- Text for analysis

When composing a cracking work of fiction, killer opening lines are an essential ingredient. The sucker-punch first words of Gathering Dark – “I looked up into the eye of a gun. She’d been that quiet.” – provide a hint that readers are in for an electrifying ride at the hands of award-winning crime novelist Candice Fox.
Disgraced former paediatric surgeon Blair Harbour is trying to rebuild a peaceful life after a decade in prison for executing her neighbour and getting to know the son she gave birth to behind bars. But when that opening hold-up pulls her back into the circle of ex-cons, including her former cellmate “Sneak” Lawlor, it seems maybe the gritty street crime life is her true destiny after all.
Sneak’s daughter Dayly is missing so Blair begins gathering an unlikely circle of detectives, including the policewoman who arrested her for murder, to track the young woman down. The novel switches seamlessly between the perspectives of Blair and her arresting officer Jessica Sanchez, herself in the midst of professional trouble with her bosses at the LAPD after being gifted a $7 million mansion for catching the killer of a wealthy elderly man’s daughter.

- Directions
• 1. Duplicate everything in the review of Gathering Dark from "When composing a" down to "novelist Candice Fox.".
• 2. Answer these from the review of Gathering Dark:
(a) How long was Blair Harbour in prison?
(b) What is the name of Blair's former cellmate?
(c) What was the mansion given to Jessica Sanchez worth?
• 3. Resume the review of Gathering Dark from where it stops.
You won't need the listing for any of this.

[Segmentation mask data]
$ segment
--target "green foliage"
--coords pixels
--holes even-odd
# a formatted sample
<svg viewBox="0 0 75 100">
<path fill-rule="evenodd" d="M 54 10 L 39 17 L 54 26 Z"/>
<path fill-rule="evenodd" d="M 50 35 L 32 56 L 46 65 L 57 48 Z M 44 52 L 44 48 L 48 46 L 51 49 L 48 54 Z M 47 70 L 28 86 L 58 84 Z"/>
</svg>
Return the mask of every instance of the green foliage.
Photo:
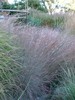
<svg viewBox="0 0 75 100">
<path fill-rule="evenodd" d="M 36 26 L 49 26 L 53 28 L 56 27 L 62 28 L 64 24 L 64 16 L 48 15 L 47 13 L 34 11 L 33 14 L 28 16 L 28 22 L 31 25 L 36 25 Z"/>
</svg>

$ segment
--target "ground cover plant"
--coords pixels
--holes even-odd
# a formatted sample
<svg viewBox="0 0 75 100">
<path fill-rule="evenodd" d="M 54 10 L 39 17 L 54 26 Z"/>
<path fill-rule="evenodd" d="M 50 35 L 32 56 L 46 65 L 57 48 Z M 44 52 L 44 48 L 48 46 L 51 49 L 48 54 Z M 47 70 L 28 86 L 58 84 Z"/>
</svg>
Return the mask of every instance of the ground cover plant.
<svg viewBox="0 0 75 100">
<path fill-rule="evenodd" d="M 7 64 L 7 67 L 1 65 L 2 68 L 8 68 L 8 74 L 1 73 L 4 79 L 1 84 L 11 96 L 5 90 L 1 100 L 74 100 L 74 34 L 68 34 L 67 28 L 60 31 L 47 26 L 15 25 L 11 18 L 5 22 L 6 25 L 2 23 L 0 27 L 10 34 L 1 32 L 4 42 L 0 46 L 1 52 L 10 58 L 6 63 L 6 57 L 0 56 Z M 9 38 L 11 33 L 13 37 Z"/>
</svg>

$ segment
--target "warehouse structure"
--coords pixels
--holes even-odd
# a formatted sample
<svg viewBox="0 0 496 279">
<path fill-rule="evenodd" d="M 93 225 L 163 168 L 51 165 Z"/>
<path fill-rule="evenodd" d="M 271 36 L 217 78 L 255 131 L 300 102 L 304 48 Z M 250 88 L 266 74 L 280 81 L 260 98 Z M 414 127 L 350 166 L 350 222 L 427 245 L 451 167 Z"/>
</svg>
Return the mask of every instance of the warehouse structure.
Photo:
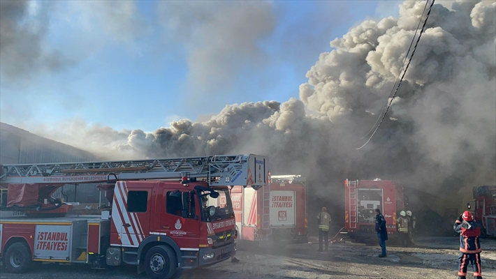
<svg viewBox="0 0 496 279">
<path fill-rule="evenodd" d="M 101 160 L 89 152 L 0 122 L 0 165 Z M 66 202 L 97 204 L 96 184 L 67 184 L 54 193 Z"/>
</svg>

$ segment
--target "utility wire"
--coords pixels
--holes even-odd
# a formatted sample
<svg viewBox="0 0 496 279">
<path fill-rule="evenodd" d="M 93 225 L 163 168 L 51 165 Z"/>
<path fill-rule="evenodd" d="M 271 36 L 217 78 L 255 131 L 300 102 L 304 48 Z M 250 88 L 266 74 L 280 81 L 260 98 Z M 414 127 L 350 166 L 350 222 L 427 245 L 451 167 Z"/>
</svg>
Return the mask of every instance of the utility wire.
<svg viewBox="0 0 496 279">
<path fill-rule="evenodd" d="M 434 5 L 434 2 L 435 0 L 432 0 L 432 3 L 430 3 L 430 7 L 429 7 L 429 11 L 427 13 L 427 16 L 425 17 L 425 20 L 423 22 L 423 25 L 422 26 L 422 30 L 421 30 L 421 33 L 418 35 L 418 38 L 417 38 L 417 41 L 415 43 L 415 47 L 414 47 L 414 50 L 411 52 L 411 56 L 410 56 L 409 60 L 408 61 L 408 63 L 407 64 L 407 67 L 404 68 L 404 72 L 403 72 L 403 75 L 401 76 L 401 79 L 400 80 L 400 82 L 397 84 L 397 86 L 396 87 L 396 90 L 395 90 L 394 94 L 393 94 L 393 98 L 391 98 L 391 100 L 389 101 L 389 104 L 388 104 L 388 107 L 386 109 L 386 112 L 384 112 L 384 115 L 383 115 L 382 119 L 381 119 L 381 122 L 379 123 L 379 125 L 377 126 L 377 128 L 375 128 L 374 130 L 374 133 L 372 133 L 372 135 L 370 135 L 370 137 L 369 137 L 368 140 L 367 142 L 365 142 L 363 145 L 362 145 L 358 149 L 355 149 L 356 150 L 360 150 L 363 146 L 367 145 L 367 144 L 370 142 L 370 140 L 372 140 L 372 137 L 374 137 L 374 135 L 377 132 L 377 130 L 379 130 L 379 128 L 381 127 L 381 124 L 382 122 L 384 121 L 384 118 L 386 118 L 386 114 L 387 114 L 388 111 L 389 110 L 389 108 L 391 106 L 391 104 L 393 103 L 393 100 L 394 100 L 395 96 L 396 96 L 396 93 L 397 93 L 398 89 L 400 89 L 400 86 L 401 85 L 401 82 L 403 81 L 403 77 L 404 77 L 404 75 L 407 73 L 407 70 L 408 70 L 408 67 L 410 66 L 410 63 L 411 62 L 411 59 L 414 57 L 414 54 L 415 54 L 415 50 L 417 49 L 417 45 L 418 45 L 418 41 L 421 40 L 421 37 L 422 36 L 422 33 L 424 31 L 424 29 L 425 28 L 425 24 L 427 24 L 427 20 L 429 18 L 429 15 L 430 15 L 430 11 L 432 9 L 432 6 Z M 369 132 L 370 133 L 370 132 Z"/>
<path fill-rule="evenodd" d="M 414 37 L 411 38 L 411 42 L 410 42 L 410 46 L 408 47 L 408 51 L 407 52 L 407 54 L 404 55 L 404 59 L 403 59 L 403 63 L 401 64 L 401 68 L 400 69 L 400 72 L 397 75 L 397 77 L 396 77 L 396 80 L 395 81 L 395 84 L 393 86 L 393 88 L 391 88 L 391 92 L 389 93 L 389 98 L 391 98 L 393 96 L 393 93 L 394 92 L 395 87 L 396 87 L 396 85 L 397 84 L 397 80 L 400 79 L 400 74 L 401 72 L 403 70 L 403 67 L 404 67 L 404 62 L 407 61 L 407 58 L 408 58 L 408 54 L 410 53 L 410 49 L 411 49 L 411 46 L 414 45 L 414 42 L 415 41 L 415 37 L 417 36 L 417 32 L 418 31 L 418 27 L 421 26 L 421 23 L 422 22 L 422 18 L 423 18 L 423 14 L 425 13 L 425 9 L 427 8 L 427 4 L 429 3 L 429 1 L 427 0 L 425 1 L 425 6 L 423 6 L 423 10 L 422 11 L 422 15 L 421 16 L 421 18 L 418 20 L 418 24 L 417 24 L 417 28 L 415 29 L 415 33 L 414 34 Z M 379 114 L 379 116 L 377 117 L 377 119 L 375 121 L 375 123 L 374 125 L 372 125 L 372 128 L 370 128 L 370 130 L 369 130 L 368 132 L 362 137 L 360 140 L 363 140 L 365 137 L 367 137 L 370 132 L 374 130 L 374 127 L 375 127 L 375 125 L 379 122 L 379 120 L 381 119 L 381 115 L 382 114 L 382 112 L 384 111 L 384 109 L 386 109 L 387 107 L 387 104 L 384 105 L 384 107 L 382 108 L 382 110 L 381 111 L 381 114 Z"/>
</svg>

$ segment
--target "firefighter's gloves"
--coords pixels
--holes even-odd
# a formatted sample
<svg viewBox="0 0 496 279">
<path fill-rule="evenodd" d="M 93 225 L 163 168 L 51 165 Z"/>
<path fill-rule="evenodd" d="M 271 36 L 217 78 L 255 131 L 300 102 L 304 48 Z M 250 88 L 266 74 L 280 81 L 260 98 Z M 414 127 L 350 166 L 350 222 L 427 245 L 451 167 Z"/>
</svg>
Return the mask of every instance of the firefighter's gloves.
<svg viewBox="0 0 496 279">
<path fill-rule="evenodd" d="M 462 216 L 460 215 L 460 216 L 458 216 L 458 218 L 456 218 L 456 223 L 462 223 L 462 222 L 463 222 L 463 217 L 462 217 Z"/>
</svg>

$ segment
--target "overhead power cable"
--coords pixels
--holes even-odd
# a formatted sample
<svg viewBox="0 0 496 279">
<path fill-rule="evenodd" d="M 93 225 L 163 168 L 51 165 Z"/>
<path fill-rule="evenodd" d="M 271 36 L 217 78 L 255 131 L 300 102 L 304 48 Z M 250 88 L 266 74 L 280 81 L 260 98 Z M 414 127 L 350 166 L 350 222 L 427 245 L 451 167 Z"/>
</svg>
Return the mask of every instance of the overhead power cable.
<svg viewBox="0 0 496 279">
<path fill-rule="evenodd" d="M 427 1 L 428 3 L 428 0 L 427 0 Z M 394 93 L 394 94 L 393 94 L 393 97 L 391 98 L 391 100 L 389 101 L 389 103 L 388 104 L 388 107 L 386 108 L 386 112 L 384 112 L 384 114 L 382 116 L 382 119 L 381 119 L 381 121 L 379 123 L 379 125 L 374 130 L 374 133 L 372 133 L 372 134 L 370 135 L 370 137 L 369 137 L 369 139 L 367 140 L 367 142 L 363 145 L 362 145 L 359 148 L 355 149 L 360 150 L 362 148 L 363 148 L 363 146 L 367 145 L 367 144 L 368 144 L 369 142 L 370 142 L 370 140 L 372 140 L 372 137 L 374 137 L 374 135 L 375 135 L 375 133 L 377 132 L 377 130 L 379 130 L 379 128 L 381 127 L 381 124 L 382 124 L 382 122 L 384 121 L 384 118 L 386 118 L 386 114 L 387 114 L 388 111 L 389 110 L 389 108 L 391 107 L 391 104 L 393 103 L 393 100 L 394 100 L 395 97 L 396 96 L 396 93 L 397 93 L 397 91 L 400 89 L 400 86 L 401 85 L 401 82 L 403 81 L 403 78 L 404 77 L 404 75 L 407 73 L 407 70 L 408 70 L 408 67 L 410 66 L 410 63 L 411 62 L 411 59 L 414 57 L 414 54 L 415 54 L 415 50 L 417 48 L 417 45 L 418 45 L 418 41 L 420 41 L 421 37 L 422 36 L 422 33 L 423 33 L 423 31 L 425 29 L 425 24 L 427 24 L 427 20 L 429 18 L 429 15 L 430 15 L 430 11 L 432 9 L 432 6 L 434 5 L 435 1 L 435 0 L 432 0 L 432 2 L 430 3 L 430 6 L 429 7 L 429 11 L 427 13 L 427 16 L 425 17 L 425 20 L 423 22 L 423 25 L 422 26 L 422 30 L 421 30 L 421 33 L 418 35 L 418 38 L 417 38 L 417 41 L 415 43 L 415 46 L 414 47 L 414 50 L 411 52 L 411 56 L 410 56 L 410 59 L 408 61 L 408 63 L 407 64 L 407 67 L 404 68 L 404 71 L 403 72 L 403 75 L 401 76 L 401 79 L 400 79 L 400 82 L 397 84 L 397 86 L 396 86 L 396 89 L 395 90 L 395 93 Z M 415 37 L 414 36 L 414 38 L 415 38 Z M 412 40 L 412 42 L 413 42 L 413 40 Z M 406 56 L 405 56 L 405 58 L 406 58 Z M 376 123 L 377 123 L 377 121 L 376 121 Z M 375 124 L 374 124 L 374 125 L 375 126 Z M 370 132 L 367 133 L 367 135 L 370 133 Z"/>
<path fill-rule="evenodd" d="M 422 19 L 423 18 L 423 14 L 425 13 L 425 9 L 427 8 L 427 5 L 428 3 L 429 3 L 429 1 L 428 0 L 425 1 L 425 5 L 423 6 L 423 10 L 422 11 L 422 15 L 421 16 L 421 18 L 418 19 L 418 24 L 417 24 L 417 28 L 415 29 L 415 33 L 414 34 L 414 38 L 411 38 L 411 42 L 410 42 L 410 46 L 408 47 L 408 51 L 407 51 L 407 54 L 404 54 L 404 59 L 403 59 L 403 63 L 402 63 L 402 64 L 401 64 L 401 68 L 400 69 L 400 71 L 398 72 L 398 75 L 396 77 L 396 80 L 395 81 L 395 84 L 391 88 L 391 92 L 389 93 L 389 97 L 388 98 L 388 99 L 391 98 L 391 96 L 393 96 L 393 93 L 394 93 L 395 88 L 396 87 L 396 86 L 397 84 L 397 81 L 398 81 L 398 80 L 400 80 L 400 76 L 401 72 L 403 71 L 403 67 L 404 67 L 404 62 L 407 61 L 407 58 L 408 58 L 408 54 L 410 54 L 410 50 L 411 49 L 411 46 L 414 45 L 414 42 L 415 41 L 415 37 L 417 36 L 417 32 L 418 32 L 418 27 L 420 27 L 421 23 L 422 23 Z M 364 138 L 365 138 L 365 137 L 369 135 L 370 132 L 372 132 L 372 130 L 374 130 L 375 125 L 377 123 L 377 122 L 379 122 L 379 119 L 381 119 L 381 115 L 382 115 L 382 112 L 384 112 L 384 110 L 386 110 L 387 106 L 388 106 L 387 103 L 386 105 L 384 105 L 384 107 L 382 108 L 382 110 L 381 111 L 381 113 L 379 114 L 379 116 L 377 117 L 377 119 L 375 121 L 375 123 L 374 123 L 374 125 L 372 125 L 372 128 L 370 128 L 370 130 L 369 130 L 369 131 L 367 132 L 365 135 L 364 135 L 360 140 L 363 140 Z"/>
</svg>

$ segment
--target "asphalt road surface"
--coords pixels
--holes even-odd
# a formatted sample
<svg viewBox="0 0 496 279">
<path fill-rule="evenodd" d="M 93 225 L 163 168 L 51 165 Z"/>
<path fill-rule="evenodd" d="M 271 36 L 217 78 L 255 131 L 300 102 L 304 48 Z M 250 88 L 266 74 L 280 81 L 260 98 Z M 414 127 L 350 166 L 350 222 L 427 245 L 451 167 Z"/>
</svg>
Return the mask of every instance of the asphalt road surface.
<svg viewBox="0 0 496 279">
<path fill-rule="evenodd" d="M 241 261 L 184 272 L 182 278 L 456 278 L 458 237 L 418 238 L 415 248 L 388 247 L 388 257 L 377 257 L 378 245 L 333 243 L 329 252 L 318 246 L 288 246 L 278 251 L 238 250 Z M 483 239 L 483 277 L 496 279 L 496 240 Z M 467 278 L 472 278 L 469 266 Z M 0 267 L 1 279 L 119 278 L 145 279 L 136 267 L 93 270 L 84 265 L 43 264 L 24 274 L 9 274 Z"/>
</svg>

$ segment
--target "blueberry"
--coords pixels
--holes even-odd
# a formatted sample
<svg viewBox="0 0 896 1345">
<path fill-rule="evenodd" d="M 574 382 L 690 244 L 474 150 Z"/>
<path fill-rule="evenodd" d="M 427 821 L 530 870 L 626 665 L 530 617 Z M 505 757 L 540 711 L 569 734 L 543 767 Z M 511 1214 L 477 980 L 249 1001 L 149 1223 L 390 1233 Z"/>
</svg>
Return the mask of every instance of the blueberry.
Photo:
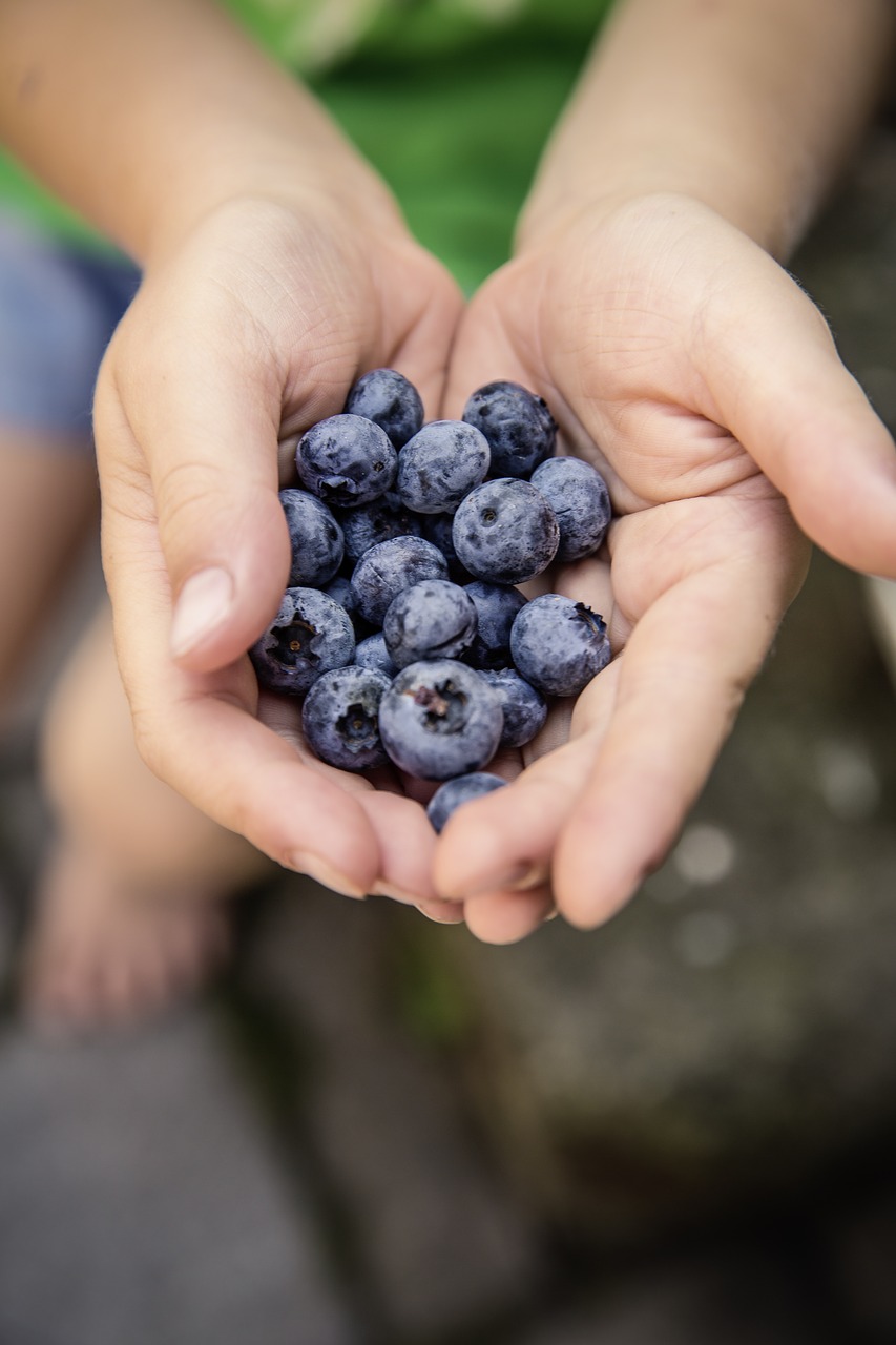
<svg viewBox="0 0 896 1345">
<path fill-rule="evenodd" d="M 548 702 L 541 691 L 521 678 L 514 668 L 483 671 L 480 677 L 484 677 L 488 686 L 500 697 L 500 707 L 505 712 L 502 748 L 521 748 L 531 742 L 548 718 Z"/>
<path fill-rule="evenodd" d="M 389 604 L 421 580 L 447 580 L 448 562 L 422 537 L 393 537 L 365 551 L 351 574 L 355 605 L 366 621 L 382 625 Z"/>
<path fill-rule="evenodd" d="M 554 451 L 557 425 L 548 404 L 519 383 L 479 387 L 463 418 L 488 440 L 494 476 L 529 476 Z"/>
<path fill-rule="evenodd" d="M 385 430 L 363 416 L 328 416 L 296 447 L 299 480 L 326 504 L 352 508 L 391 488 L 398 455 Z"/>
<path fill-rule="evenodd" d="M 490 459 L 488 441 L 474 425 L 431 421 L 398 455 L 396 490 L 418 514 L 444 514 L 484 482 Z"/>
<path fill-rule="evenodd" d="M 358 611 L 348 576 L 336 574 L 335 578 L 330 580 L 330 584 L 324 584 L 322 592 L 327 593 L 339 604 L 339 607 L 346 609 L 355 629 L 355 640 L 363 640 L 365 636 L 370 635 L 370 621 L 365 621 L 363 616 Z"/>
<path fill-rule="evenodd" d="M 452 537 L 457 560 L 478 580 L 525 584 L 553 561 L 560 529 L 535 486 L 502 476 L 461 500 Z"/>
<path fill-rule="evenodd" d="M 401 771 L 448 780 L 491 761 L 503 728 L 498 693 L 455 659 L 412 663 L 379 702 L 379 734 Z"/>
<path fill-rule="evenodd" d="M 420 535 L 425 537 L 428 542 L 437 546 L 441 554 L 448 561 L 448 573 L 451 574 L 455 584 L 467 584 L 472 578 L 470 570 L 457 560 L 457 553 L 455 551 L 455 539 L 452 537 L 452 527 L 455 523 L 455 515 L 451 514 L 420 514 Z"/>
<path fill-rule="evenodd" d="M 385 429 L 396 448 L 417 433 L 424 420 L 420 393 L 396 369 L 371 369 L 348 393 L 346 412 L 363 416 Z"/>
<path fill-rule="evenodd" d="M 580 561 L 596 551 L 612 514 L 609 491 L 600 472 L 581 457 L 549 457 L 530 480 L 557 515 L 557 560 Z"/>
<path fill-rule="evenodd" d="M 359 508 L 343 510 L 339 522 L 350 561 L 361 560 L 377 542 L 387 542 L 393 537 L 420 537 L 421 531 L 421 519 L 401 503 L 394 491 L 386 491 Z"/>
<path fill-rule="evenodd" d="M 464 654 L 475 668 L 503 668 L 510 663 L 510 628 L 526 599 L 507 584 L 474 580 L 465 592 L 476 608 L 476 635 Z"/>
<path fill-rule="evenodd" d="M 301 707 L 301 728 L 312 752 L 343 771 L 365 771 L 389 760 L 379 740 L 379 702 L 389 678 L 374 668 L 322 672 Z"/>
<path fill-rule="evenodd" d="M 339 523 L 323 500 L 308 491 L 280 491 L 280 503 L 292 547 L 289 585 L 323 588 L 342 565 L 344 545 Z"/>
<path fill-rule="evenodd" d="M 261 686 L 303 695 L 322 672 L 351 663 L 354 652 L 346 609 L 319 589 L 289 588 L 249 658 Z"/>
<path fill-rule="evenodd" d="M 472 799 L 482 799 L 494 790 L 500 790 L 507 784 L 499 775 L 488 771 L 474 771 L 471 775 L 457 775 L 453 780 L 440 784 L 432 799 L 426 804 L 426 816 L 436 831 L 441 831 L 452 812 L 456 812 L 461 803 Z"/>
<path fill-rule="evenodd" d="M 375 668 L 378 672 L 385 672 L 390 681 L 398 671 L 391 662 L 382 631 L 374 631 L 373 635 L 366 635 L 363 640 L 358 640 L 355 646 L 355 663 L 362 668 Z"/>
<path fill-rule="evenodd" d="M 560 593 L 534 597 L 510 632 L 517 671 L 545 695 L 578 695 L 609 663 L 607 623 Z"/>
<path fill-rule="evenodd" d="M 476 633 L 472 599 L 448 580 L 422 580 L 389 604 L 382 635 L 396 667 L 420 659 L 457 659 Z"/>
</svg>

- Solved tasks
• 1.
When composing a cracking work of fiction, killer opening lines are an essential ingredient. The sucker-punch first words of Gathering Dark – “I looked up into the eye of a gun. She’d been that quiet.” – provide a hint that readers are in for an electrifying ride at the hands of award-winning crime novelist Candice Fox.

• 2.
(a) A decade.
(b) "Sneak" Lawlor.
(c) $7 million.

• 3.
Many crime writers sacrifice the fleshing out of their characters to solely build the bones of their plot. They can make your heart race, but it won’t ache. Not so with Fox, who adds quirk, sass, complexity and warmth to even the smallest roles in her stories; in this instance, a mischievous stray gopher named Hugh Jackman. She also balances stomach-turning depictions of violence with scenes of great heart and wit, a skill that should see her well entrenched in the league of great crime writers. After a storming 400 pages comes a finessed finish likely to make at least a few readers tear up.